## Requirement
Every line of the material must be copied exactly, from the first to the last.
== Task input
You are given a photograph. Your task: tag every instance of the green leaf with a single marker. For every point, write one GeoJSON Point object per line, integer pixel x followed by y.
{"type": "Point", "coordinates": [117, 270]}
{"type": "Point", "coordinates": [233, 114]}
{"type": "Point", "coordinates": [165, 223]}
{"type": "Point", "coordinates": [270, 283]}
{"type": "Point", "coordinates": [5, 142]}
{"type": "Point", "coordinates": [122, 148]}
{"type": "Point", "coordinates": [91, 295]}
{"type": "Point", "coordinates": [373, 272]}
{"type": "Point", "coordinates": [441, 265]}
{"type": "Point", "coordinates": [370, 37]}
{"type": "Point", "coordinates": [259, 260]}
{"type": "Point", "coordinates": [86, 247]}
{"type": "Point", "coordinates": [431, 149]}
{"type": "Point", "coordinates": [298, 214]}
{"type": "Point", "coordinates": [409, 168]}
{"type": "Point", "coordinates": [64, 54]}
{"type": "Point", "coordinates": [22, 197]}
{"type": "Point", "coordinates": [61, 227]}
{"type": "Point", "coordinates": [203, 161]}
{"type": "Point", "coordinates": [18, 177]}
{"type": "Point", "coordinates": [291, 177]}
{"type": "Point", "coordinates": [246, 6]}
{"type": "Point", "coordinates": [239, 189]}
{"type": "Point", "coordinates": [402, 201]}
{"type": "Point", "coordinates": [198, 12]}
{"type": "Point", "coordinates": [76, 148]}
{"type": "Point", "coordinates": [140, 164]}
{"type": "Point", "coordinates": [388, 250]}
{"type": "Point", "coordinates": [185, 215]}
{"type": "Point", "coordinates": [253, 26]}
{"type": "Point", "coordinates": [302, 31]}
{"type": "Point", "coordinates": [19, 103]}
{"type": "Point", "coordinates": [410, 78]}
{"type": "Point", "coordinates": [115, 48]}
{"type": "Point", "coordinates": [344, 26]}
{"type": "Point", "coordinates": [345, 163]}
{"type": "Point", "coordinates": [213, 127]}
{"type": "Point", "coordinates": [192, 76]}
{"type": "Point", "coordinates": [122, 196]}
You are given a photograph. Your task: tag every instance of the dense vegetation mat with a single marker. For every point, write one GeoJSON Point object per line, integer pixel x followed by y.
====
## Exercise response
You are given a photograph. Your task: tag every instance of the green leaf with a single marker. For every point, write one GeoJSON Point object per line, integer pixel x followed by y.
{"type": "Point", "coordinates": [117, 270]}
{"type": "Point", "coordinates": [233, 114]}
{"type": "Point", "coordinates": [165, 223]}
{"type": "Point", "coordinates": [270, 283]}
{"type": "Point", "coordinates": [5, 142]}
{"type": "Point", "coordinates": [122, 148]}
{"type": "Point", "coordinates": [91, 295]}
{"type": "Point", "coordinates": [373, 272]}
{"type": "Point", "coordinates": [441, 265]}
{"type": "Point", "coordinates": [370, 37]}
{"type": "Point", "coordinates": [259, 260]}
{"type": "Point", "coordinates": [86, 247]}
{"type": "Point", "coordinates": [431, 149]}
{"type": "Point", "coordinates": [298, 214]}
{"type": "Point", "coordinates": [409, 168]}
{"type": "Point", "coordinates": [64, 54]}
{"type": "Point", "coordinates": [22, 197]}
{"type": "Point", "coordinates": [61, 227]}
{"type": "Point", "coordinates": [203, 161]}
{"type": "Point", "coordinates": [18, 177]}
{"type": "Point", "coordinates": [291, 177]}
{"type": "Point", "coordinates": [246, 6]}
{"type": "Point", "coordinates": [239, 189]}
{"type": "Point", "coordinates": [402, 201]}
{"type": "Point", "coordinates": [198, 12]}
{"type": "Point", "coordinates": [76, 148]}
{"type": "Point", "coordinates": [140, 164]}
{"type": "Point", "coordinates": [388, 250]}
{"type": "Point", "coordinates": [185, 215]}
{"type": "Point", "coordinates": [253, 26]}
{"type": "Point", "coordinates": [302, 31]}
{"type": "Point", "coordinates": [19, 103]}
{"type": "Point", "coordinates": [410, 78]}
{"type": "Point", "coordinates": [115, 48]}
{"type": "Point", "coordinates": [344, 26]}
{"type": "Point", "coordinates": [345, 163]}
{"type": "Point", "coordinates": [213, 127]}
{"type": "Point", "coordinates": [192, 76]}
{"type": "Point", "coordinates": [122, 196]}
You are given a photograph. Your task: tag every instance of the dense vegetation mat with a single marker. For every point, write one GeoJSON Point object per line, integer pixel x followed by y.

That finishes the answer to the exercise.